(Passage provided):
— Begin —

Network Monitoring and Network Management

Open Source Tools - An Overview

Net-SNMP, Cacti, Nagios, SNMPTT, and Puppet

CHUUG - March 27, 2007

Max Schubert (a.k.a. perldork)

http://www.webwizarddesign.com/

Two Types of Information We Care About

Fault management data - heads-up situational awareness
- Web server is offline
- SMTP server is up but not accepting email
- DNS server is taking too long to respond
Trending data
- Web server X's RAM utilization is increasing by 10% every month on average
- Number of concurrent database sessions on MySQL instance Y appears to be remaining constant over time

Two Ways We Monitor Devices

Agentful
- SNMP
- Custom / proprietary
  - Nagios NRPE agent
  - Zabbix host agent
Agentless
- Network checks
  - Is TCP port 80 open on host X?
  - Is router N responding to ICMP ECHO (ping)?

— End —

(What is needed): In the network monitoring overview above, quote word for word everything from "Network Monitoring and" down to "Schubert (a.k.a. perldork)".

(Records provided):
— Begin —

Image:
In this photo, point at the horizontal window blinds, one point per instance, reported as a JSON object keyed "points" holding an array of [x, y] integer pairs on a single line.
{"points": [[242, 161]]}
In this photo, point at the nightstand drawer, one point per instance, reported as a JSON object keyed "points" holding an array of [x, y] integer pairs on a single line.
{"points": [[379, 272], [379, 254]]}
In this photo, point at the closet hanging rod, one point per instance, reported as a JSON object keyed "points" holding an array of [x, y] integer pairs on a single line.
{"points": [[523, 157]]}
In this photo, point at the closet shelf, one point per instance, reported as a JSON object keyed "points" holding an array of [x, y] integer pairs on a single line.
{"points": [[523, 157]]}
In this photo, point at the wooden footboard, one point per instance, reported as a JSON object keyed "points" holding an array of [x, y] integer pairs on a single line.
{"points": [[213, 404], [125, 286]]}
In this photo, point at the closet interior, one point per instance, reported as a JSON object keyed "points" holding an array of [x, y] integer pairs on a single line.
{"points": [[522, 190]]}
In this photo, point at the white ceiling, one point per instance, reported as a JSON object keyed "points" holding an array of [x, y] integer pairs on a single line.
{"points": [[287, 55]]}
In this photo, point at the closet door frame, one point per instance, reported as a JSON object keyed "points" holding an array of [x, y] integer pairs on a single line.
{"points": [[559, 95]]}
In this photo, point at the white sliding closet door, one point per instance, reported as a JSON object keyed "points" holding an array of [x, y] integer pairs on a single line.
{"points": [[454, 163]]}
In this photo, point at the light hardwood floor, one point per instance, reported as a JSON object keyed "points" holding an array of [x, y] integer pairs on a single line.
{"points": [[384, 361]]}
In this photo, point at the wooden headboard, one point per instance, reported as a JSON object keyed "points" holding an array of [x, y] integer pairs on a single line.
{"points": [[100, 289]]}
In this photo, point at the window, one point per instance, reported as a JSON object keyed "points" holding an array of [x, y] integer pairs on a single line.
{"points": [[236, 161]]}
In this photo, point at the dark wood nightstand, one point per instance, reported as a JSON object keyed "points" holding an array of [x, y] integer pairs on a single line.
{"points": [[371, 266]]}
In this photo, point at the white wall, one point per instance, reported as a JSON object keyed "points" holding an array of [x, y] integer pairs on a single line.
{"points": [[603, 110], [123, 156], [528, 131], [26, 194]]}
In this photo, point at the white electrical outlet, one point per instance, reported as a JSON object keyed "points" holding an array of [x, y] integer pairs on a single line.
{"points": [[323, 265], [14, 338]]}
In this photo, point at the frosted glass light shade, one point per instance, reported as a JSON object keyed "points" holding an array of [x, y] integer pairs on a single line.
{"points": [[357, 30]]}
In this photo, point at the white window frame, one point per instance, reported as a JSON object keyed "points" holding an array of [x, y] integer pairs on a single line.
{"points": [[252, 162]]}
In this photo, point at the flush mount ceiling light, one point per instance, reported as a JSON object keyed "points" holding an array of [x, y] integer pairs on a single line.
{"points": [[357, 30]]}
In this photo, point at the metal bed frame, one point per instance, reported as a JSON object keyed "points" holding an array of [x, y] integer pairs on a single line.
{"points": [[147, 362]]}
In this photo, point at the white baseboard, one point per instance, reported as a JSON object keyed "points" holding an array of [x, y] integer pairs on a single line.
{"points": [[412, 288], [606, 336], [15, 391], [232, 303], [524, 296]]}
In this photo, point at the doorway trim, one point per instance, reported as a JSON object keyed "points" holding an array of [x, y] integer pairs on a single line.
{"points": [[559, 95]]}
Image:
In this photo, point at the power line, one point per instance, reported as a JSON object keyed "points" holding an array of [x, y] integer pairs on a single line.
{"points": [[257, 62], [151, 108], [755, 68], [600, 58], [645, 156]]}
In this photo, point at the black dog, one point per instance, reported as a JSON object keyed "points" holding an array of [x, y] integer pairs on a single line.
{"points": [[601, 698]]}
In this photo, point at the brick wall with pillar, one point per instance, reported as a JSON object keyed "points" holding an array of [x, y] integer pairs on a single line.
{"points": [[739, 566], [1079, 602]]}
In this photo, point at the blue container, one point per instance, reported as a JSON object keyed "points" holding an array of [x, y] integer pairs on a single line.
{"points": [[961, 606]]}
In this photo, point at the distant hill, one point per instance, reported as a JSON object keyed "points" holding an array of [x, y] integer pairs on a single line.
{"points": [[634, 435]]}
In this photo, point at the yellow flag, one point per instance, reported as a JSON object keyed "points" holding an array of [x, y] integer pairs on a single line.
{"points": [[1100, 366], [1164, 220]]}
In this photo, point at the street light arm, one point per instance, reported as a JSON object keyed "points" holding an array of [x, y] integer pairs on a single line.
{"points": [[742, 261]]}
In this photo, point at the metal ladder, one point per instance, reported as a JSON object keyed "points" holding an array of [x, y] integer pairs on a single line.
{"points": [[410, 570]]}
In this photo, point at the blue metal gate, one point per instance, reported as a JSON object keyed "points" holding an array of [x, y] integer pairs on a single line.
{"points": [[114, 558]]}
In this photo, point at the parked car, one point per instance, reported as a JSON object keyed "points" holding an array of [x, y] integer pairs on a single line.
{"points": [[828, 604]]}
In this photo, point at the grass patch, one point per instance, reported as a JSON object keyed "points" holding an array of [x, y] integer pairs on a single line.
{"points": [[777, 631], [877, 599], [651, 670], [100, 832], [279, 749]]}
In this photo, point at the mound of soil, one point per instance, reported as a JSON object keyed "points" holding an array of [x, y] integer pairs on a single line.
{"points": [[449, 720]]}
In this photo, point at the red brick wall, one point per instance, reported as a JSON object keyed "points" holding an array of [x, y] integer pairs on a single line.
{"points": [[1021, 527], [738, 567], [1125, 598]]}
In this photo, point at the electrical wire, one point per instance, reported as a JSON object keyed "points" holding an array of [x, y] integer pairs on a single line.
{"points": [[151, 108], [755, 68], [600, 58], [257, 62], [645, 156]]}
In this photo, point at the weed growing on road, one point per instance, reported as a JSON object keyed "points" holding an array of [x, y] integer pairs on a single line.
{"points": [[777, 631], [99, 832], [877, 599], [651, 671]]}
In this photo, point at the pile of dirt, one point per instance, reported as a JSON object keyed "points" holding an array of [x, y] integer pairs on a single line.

— End —

(Expected answer):
Network Monitoring and Network Management

Open Source Tools - An Overview

Net-SNMP, Cacti, Nagios, SNMPTT, and Puppet

CHUUG - March 27, 2007

Max Schubert (a.k.a. perldork)